Rows from a point annotation set:
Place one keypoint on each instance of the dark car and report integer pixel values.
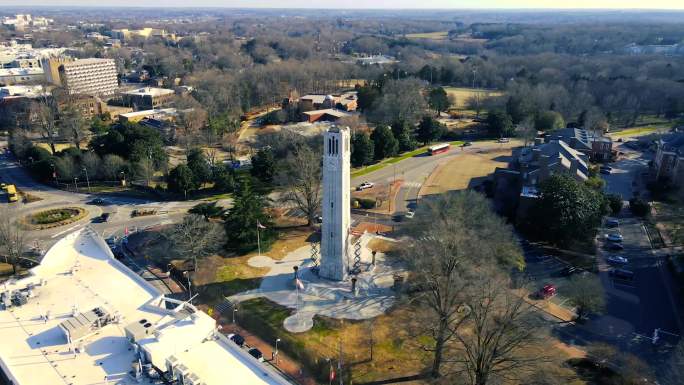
(622, 274)
(104, 217)
(256, 353)
(238, 339)
(568, 271)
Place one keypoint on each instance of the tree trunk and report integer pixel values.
(439, 348)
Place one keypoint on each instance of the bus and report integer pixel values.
(439, 148)
(11, 193)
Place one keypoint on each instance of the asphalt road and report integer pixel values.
(635, 308)
(120, 207)
(415, 170)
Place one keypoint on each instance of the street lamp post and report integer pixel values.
(185, 273)
(54, 174)
(87, 179)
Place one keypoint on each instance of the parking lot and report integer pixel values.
(543, 269)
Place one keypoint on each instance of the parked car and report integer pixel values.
(614, 237)
(617, 260)
(568, 271)
(622, 273)
(104, 217)
(256, 353)
(238, 339)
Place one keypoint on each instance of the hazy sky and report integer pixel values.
(617, 4)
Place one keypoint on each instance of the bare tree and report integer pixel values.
(303, 181)
(44, 109)
(586, 293)
(453, 237)
(502, 333)
(73, 124)
(13, 242)
(195, 237)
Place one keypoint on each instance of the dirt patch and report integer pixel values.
(381, 245)
(464, 170)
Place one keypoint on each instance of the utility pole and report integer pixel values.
(87, 179)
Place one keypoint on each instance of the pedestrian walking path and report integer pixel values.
(372, 295)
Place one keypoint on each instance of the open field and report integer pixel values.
(442, 35)
(462, 95)
(464, 170)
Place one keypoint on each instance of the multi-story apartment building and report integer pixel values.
(668, 162)
(147, 98)
(89, 76)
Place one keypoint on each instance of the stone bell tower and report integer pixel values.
(336, 204)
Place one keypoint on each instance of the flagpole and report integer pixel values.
(258, 239)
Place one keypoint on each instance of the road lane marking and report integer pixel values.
(67, 230)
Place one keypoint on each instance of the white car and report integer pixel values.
(618, 260)
(614, 237)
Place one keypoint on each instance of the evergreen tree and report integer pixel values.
(438, 100)
(404, 135)
(429, 130)
(181, 180)
(263, 165)
(385, 144)
(500, 123)
(198, 164)
(362, 150)
(247, 212)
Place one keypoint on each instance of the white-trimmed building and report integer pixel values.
(81, 317)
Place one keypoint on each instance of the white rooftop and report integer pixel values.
(151, 91)
(78, 274)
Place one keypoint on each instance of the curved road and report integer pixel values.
(120, 207)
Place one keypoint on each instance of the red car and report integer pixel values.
(547, 291)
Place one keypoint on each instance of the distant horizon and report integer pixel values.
(361, 5)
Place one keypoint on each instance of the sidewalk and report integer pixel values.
(285, 363)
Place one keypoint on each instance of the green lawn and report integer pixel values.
(386, 162)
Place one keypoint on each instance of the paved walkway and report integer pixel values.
(374, 294)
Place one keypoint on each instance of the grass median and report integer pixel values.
(389, 161)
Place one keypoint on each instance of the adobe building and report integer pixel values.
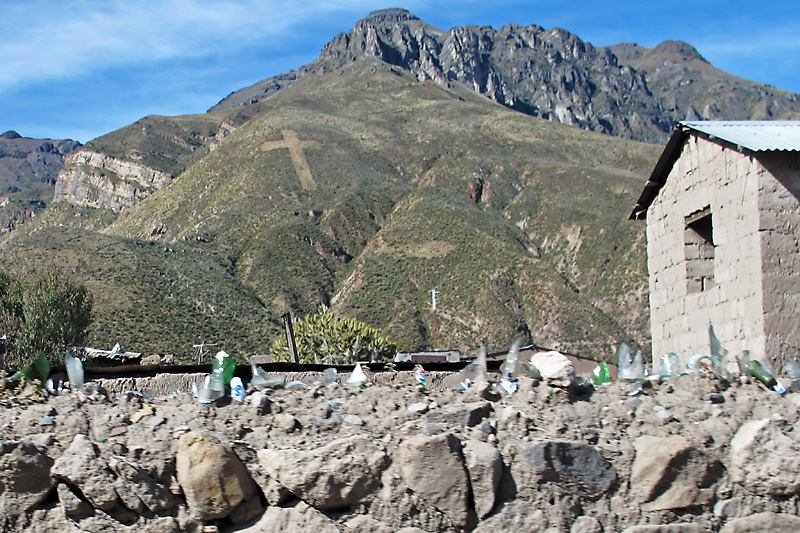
(723, 225)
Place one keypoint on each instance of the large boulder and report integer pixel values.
(212, 477)
(763, 523)
(152, 494)
(575, 466)
(433, 468)
(555, 368)
(335, 476)
(297, 518)
(485, 469)
(24, 477)
(670, 473)
(764, 460)
(81, 466)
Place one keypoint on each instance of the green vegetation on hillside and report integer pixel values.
(42, 313)
(544, 251)
(331, 340)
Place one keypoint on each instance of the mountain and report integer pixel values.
(407, 186)
(624, 90)
(377, 173)
(28, 171)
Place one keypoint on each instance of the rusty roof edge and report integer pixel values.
(659, 175)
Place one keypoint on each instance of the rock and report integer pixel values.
(575, 466)
(433, 468)
(82, 467)
(361, 523)
(162, 524)
(467, 414)
(285, 422)
(485, 469)
(714, 397)
(764, 460)
(762, 523)
(586, 524)
(247, 511)
(298, 518)
(419, 407)
(24, 477)
(667, 528)
(154, 359)
(155, 496)
(555, 368)
(212, 477)
(334, 476)
(670, 473)
(128, 497)
(353, 420)
(725, 508)
(71, 504)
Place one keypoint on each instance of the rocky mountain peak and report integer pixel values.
(624, 90)
(388, 16)
(681, 49)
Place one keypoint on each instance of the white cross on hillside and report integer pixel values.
(295, 147)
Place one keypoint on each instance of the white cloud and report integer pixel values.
(42, 40)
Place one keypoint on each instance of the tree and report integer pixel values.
(47, 313)
(325, 339)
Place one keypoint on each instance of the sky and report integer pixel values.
(83, 68)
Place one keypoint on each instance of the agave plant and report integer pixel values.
(326, 339)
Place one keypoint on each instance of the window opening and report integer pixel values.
(699, 249)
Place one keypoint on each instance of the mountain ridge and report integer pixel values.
(548, 73)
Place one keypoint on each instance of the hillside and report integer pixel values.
(624, 90)
(410, 186)
(28, 171)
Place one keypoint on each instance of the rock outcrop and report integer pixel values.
(580, 460)
(97, 180)
(624, 90)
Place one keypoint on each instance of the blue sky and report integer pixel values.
(83, 68)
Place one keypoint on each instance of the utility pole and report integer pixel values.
(201, 350)
(434, 292)
(287, 322)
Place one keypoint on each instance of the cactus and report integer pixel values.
(326, 339)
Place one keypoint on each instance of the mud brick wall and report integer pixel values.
(755, 217)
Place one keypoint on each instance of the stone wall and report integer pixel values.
(779, 227)
(707, 175)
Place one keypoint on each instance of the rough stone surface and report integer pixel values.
(152, 494)
(82, 466)
(433, 467)
(24, 477)
(670, 528)
(586, 524)
(669, 473)
(442, 483)
(470, 414)
(334, 476)
(485, 469)
(555, 368)
(764, 460)
(212, 477)
(298, 518)
(763, 523)
(574, 465)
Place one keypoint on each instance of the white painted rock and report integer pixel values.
(555, 368)
(765, 460)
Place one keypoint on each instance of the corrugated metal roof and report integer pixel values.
(752, 135)
(755, 135)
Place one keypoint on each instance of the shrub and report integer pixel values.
(47, 314)
(325, 339)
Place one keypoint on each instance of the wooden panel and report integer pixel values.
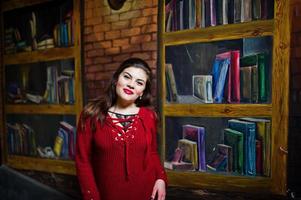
(219, 182)
(40, 109)
(216, 33)
(45, 165)
(39, 56)
(13, 4)
(280, 88)
(218, 110)
(77, 59)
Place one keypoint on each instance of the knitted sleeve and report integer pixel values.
(160, 172)
(83, 162)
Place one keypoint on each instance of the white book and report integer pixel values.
(202, 88)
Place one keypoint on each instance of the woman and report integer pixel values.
(116, 154)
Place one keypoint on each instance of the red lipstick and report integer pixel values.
(127, 91)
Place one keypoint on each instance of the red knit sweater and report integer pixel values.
(112, 166)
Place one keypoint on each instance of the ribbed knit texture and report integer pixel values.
(112, 165)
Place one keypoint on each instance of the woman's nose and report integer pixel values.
(130, 85)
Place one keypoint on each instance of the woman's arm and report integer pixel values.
(83, 161)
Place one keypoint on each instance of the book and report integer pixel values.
(235, 140)
(219, 74)
(259, 162)
(58, 145)
(190, 151)
(172, 81)
(222, 160)
(178, 165)
(260, 60)
(70, 130)
(178, 155)
(249, 83)
(197, 134)
(246, 10)
(263, 133)
(232, 83)
(202, 88)
(248, 129)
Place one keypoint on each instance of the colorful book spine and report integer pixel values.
(197, 134)
(235, 140)
(249, 131)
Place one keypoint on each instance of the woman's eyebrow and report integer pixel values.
(128, 74)
(138, 79)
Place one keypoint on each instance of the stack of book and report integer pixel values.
(190, 152)
(21, 139)
(190, 14)
(64, 144)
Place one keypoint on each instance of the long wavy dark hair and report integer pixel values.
(98, 108)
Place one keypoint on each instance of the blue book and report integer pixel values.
(219, 73)
(235, 139)
(249, 131)
(65, 148)
(197, 134)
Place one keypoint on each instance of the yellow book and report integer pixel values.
(58, 144)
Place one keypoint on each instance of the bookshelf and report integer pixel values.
(42, 80)
(194, 49)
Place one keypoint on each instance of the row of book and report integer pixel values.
(232, 80)
(62, 36)
(246, 149)
(57, 86)
(60, 88)
(22, 140)
(182, 14)
(64, 144)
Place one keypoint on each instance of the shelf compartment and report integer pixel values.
(42, 109)
(213, 181)
(217, 33)
(218, 110)
(15, 4)
(39, 164)
(39, 56)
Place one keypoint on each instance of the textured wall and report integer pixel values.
(112, 36)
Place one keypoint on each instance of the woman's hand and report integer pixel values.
(159, 189)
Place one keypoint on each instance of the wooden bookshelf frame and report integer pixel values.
(277, 110)
(73, 52)
(41, 164)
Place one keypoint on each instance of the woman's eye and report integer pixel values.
(140, 83)
(126, 76)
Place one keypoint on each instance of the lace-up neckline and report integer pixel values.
(123, 119)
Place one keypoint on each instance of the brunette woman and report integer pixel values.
(116, 151)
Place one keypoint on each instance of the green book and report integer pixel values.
(235, 139)
(260, 61)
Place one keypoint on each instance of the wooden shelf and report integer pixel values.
(217, 33)
(218, 110)
(39, 164)
(39, 56)
(14, 4)
(213, 181)
(40, 109)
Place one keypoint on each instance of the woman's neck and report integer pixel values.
(124, 109)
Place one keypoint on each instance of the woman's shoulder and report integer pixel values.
(148, 112)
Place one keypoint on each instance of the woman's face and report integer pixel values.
(130, 84)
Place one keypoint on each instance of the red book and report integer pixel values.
(259, 157)
(235, 77)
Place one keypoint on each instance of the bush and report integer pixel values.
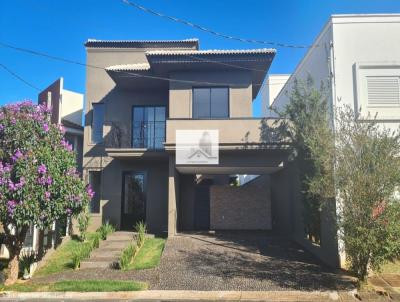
(83, 223)
(127, 256)
(105, 230)
(96, 240)
(39, 182)
(81, 253)
(26, 259)
(140, 228)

Exercise: Duplicate everything from the line containing "Place one keypoint on each instance of the lace-up" down to the last of the rows, keeping each line word for word. Leave the pictures out of your copy.

The result:
Place one keypoint on each instance of the lace-up neckline and report integer pixel values.
(123, 119)
Place one keypoint on each instance of the brunette woman and report integer pixel values.
(116, 151)
Place one keypoint on each instance of the green book and report integer pixel values.
(235, 139)
(260, 61)
Place one keypoint on each instance of the wooden shelf and report integer pixel values.
(217, 33)
(218, 110)
(39, 164)
(39, 56)
(14, 4)
(213, 181)
(40, 109)
Place one keypoint on each instance of the woman's neck and report integer pixel values.
(124, 109)
Place one keypoint on each instance of the woman's shoulder and report integer pixel values.
(148, 112)
Place one keypoint on each instance of the woman's face and report integer pixel values.
(130, 84)
Place one keypoint on each instance of the red book and report integer pixel values.
(259, 157)
(235, 77)
Place one keypoint on each instance of the bush and report integer pixel values.
(83, 223)
(127, 256)
(105, 230)
(96, 240)
(39, 182)
(81, 253)
(26, 259)
(140, 228)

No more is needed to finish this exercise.